→ **Given text**
## begin

Git Diff with Line Numbers and Proper Code Alignment/Indentation

git diff with line numbers and proper code alignment/indentation

1/3: the bug fix

@Inian was correct: I just needed commas between arguments. I've put in the work (perhaps as much as ~20~30 hrs since posting this question) and I'm pretty decent at the basics of using awk now. I've learned a ton.

For the sake of answering this question, here's the solution I came up with right after @Inian posted his answer, based on his feedback. The key parts to focus in on are the printf calls. Notice I've added commas in between the format string and each argument thereafter. As he said, that's the fix.

Parts to focus on:

printf "-%+4s     :%s\n", left++, line
printf "+%+4s     :%s\n", right++, line
printf " %+4s,%+4s:%s\n", left++, right++, line

Whole thing in context:

git diff HEAD~..HEAD --color=always | \
  gawk '{bare=$0;gsub("\033[[][0-9]*m","",bare)};\
    match(bare,"^@@ -([0-9]+),[0-9]+ [+]([0-9]+),[0-9]+ @@",a){left=a[1];right=a[2];next};\
    bare ~ /^(---|\+\+\+|[^-+ ])/{print;next};\
    {line=gensub("^(\033[[][0-9]*m)?(.)","\\2\\1",1,$0)};\
    bare~/^-/{printf   "-%+4s     :%s\n", left++, line;next};\
    bare~/^[+]/{printf "+%+4s     :%s\n", right++, line;next};\
    {printf            " %+4s,%+4s:%s\n", left++, right++, line;next}'

Here's some sample output I get just by copying and pasting the above script into my terminal. If you'd like to duplicate this exactly, go git clone my dotfiles repo and run git checkout 4386b089f163d9d5ff26d277b53830e54095021c. Then, copy and paste the above script into your terminal. The output looks pretty good. The alignment of the numbers and things on the left now looks nice:

$     git diff HEAD~..HEAD --color=always | \
>       gawk '{bare=$0;gsub("\033[[][0-9]*m","",bare)};\
>         match(bare,"^@@ -([0-9]+),[0-9]+ [+]([0-9]+),[0-9]+ @@",a){left=a[1];right=a[2];next};\
>         bare ~ /^(---|\+\+\+|[^-+ ])/{print;next};\
>         {line=gensub("^(\033[[][0-9]*m)?(.)","\\2\\1",1,$0)};\
>         bare~/^-/{printf   "-%+4s     :%s\n", left++, line;next};\
>         bare~/^[+]/{printf "+%+4s     :%s\n", right++, line;next};\
>         {printf            " %+4s,%+4s:%s\n", left++, right++, line;next}'
diff --git a/useful_scripts/git-diffn.sh b/useful_scripts/git-diffn.sh
index 22c74e2..cf8ba08 100755
--- a/useful_scripts/git-diffn.sh
+++ b/useful_scripts/git-diffn.sh
   49,  49: #   4. `git-gs_diffn`
   50,  50: #   3. `gs_git-diffn`
   51,  51: 
+  52     :+# FUTURE WORK:
+  53     :+# 1. Make work with standard awk?

## end

→ **Task brief**
From the git diff write-up above, reproduce word for word everything from "1/3: the bug" down to "that's the fix.".

[Excerpts of pointing data]

## begin

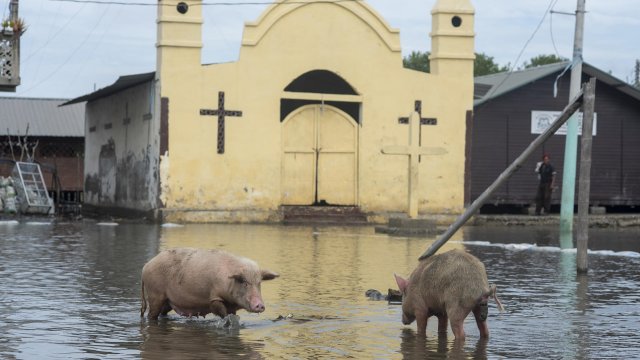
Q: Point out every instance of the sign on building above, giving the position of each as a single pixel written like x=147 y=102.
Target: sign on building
x=541 y=120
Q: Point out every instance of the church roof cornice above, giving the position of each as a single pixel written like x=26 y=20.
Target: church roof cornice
x=255 y=31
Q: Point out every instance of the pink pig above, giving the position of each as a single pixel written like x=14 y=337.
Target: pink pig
x=196 y=282
x=448 y=286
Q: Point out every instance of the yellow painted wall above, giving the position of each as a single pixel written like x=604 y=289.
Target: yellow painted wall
x=288 y=40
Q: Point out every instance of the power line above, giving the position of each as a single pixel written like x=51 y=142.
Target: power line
x=526 y=44
x=242 y=3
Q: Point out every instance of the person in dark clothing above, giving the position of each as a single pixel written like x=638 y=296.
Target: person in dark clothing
x=547 y=176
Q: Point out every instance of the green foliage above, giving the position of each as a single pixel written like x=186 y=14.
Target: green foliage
x=417 y=60
x=543 y=60
x=485 y=65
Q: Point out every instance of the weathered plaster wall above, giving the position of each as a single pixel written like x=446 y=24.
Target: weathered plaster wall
x=348 y=39
x=121 y=162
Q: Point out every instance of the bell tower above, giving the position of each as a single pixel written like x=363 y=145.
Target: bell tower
x=179 y=45
x=452 y=38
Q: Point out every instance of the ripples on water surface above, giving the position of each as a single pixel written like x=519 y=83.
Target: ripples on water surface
x=72 y=291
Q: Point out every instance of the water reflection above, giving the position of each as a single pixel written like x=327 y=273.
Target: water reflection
x=194 y=339
x=72 y=291
x=413 y=346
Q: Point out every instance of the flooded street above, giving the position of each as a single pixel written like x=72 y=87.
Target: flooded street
x=72 y=291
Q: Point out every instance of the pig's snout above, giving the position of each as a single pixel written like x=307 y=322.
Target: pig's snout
x=257 y=306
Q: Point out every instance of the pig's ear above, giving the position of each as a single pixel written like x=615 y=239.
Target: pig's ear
x=402 y=283
x=269 y=275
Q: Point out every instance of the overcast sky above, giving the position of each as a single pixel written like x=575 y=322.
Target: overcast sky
x=72 y=48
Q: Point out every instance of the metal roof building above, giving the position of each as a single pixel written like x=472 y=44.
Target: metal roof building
x=511 y=108
x=45 y=117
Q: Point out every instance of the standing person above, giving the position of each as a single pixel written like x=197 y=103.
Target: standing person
x=547 y=176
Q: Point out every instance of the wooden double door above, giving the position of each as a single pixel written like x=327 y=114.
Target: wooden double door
x=320 y=159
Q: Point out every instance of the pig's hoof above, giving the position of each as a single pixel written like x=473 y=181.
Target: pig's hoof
x=484 y=311
x=374 y=294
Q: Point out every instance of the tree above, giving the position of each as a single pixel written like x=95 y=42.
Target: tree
x=483 y=64
x=417 y=61
x=543 y=60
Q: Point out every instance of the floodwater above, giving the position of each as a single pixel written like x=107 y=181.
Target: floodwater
x=72 y=291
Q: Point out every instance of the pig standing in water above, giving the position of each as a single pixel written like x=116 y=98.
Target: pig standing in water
x=196 y=282
x=449 y=286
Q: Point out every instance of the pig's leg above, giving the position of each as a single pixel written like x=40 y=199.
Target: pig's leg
x=217 y=307
x=421 y=321
x=166 y=307
x=443 y=321
x=480 y=313
x=156 y=306
x=456 y=318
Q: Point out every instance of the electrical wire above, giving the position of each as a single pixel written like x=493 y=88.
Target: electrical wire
x=97 y=2
x=89 y=34
x=553 y=41
x=526 y=44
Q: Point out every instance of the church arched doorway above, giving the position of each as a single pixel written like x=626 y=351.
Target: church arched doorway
x=319 y=156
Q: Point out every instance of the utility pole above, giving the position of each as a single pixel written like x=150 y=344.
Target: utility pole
x=571 y=143
x=637 y=84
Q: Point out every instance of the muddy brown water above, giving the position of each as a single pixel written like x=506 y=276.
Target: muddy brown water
x=72 y=291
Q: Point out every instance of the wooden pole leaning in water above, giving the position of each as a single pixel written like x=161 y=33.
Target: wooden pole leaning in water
x=584 y=181
x=573 y=106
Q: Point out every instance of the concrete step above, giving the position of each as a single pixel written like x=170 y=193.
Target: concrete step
x=339 y=215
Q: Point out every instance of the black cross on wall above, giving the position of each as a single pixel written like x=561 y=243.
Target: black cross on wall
x=423 y=121
x=221 y=112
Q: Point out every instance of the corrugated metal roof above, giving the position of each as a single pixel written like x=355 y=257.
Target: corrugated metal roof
x=123 y=82
x=44 y=117
x=502 y=83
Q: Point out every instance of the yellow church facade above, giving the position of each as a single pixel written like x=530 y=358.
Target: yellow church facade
x=318 y=110
x=305 y=114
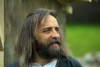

## end

→ **Reply**
1/3: the bug fix

@Inian was correct: I just needed commas between arguments. I've put in the work (perhaps as much as ~20~30 hrs since posting this question) and I'm pretty decent at the basics of using awk now. I've learned a ton.

For the sake of answering this question, here's the solution I came up with right after @Inian posted his answer, based on his feedback. The key parts to focus in on are the printf calls. Notice I've added commas in between the format string and each argument thereafter. As he said, that's the fix.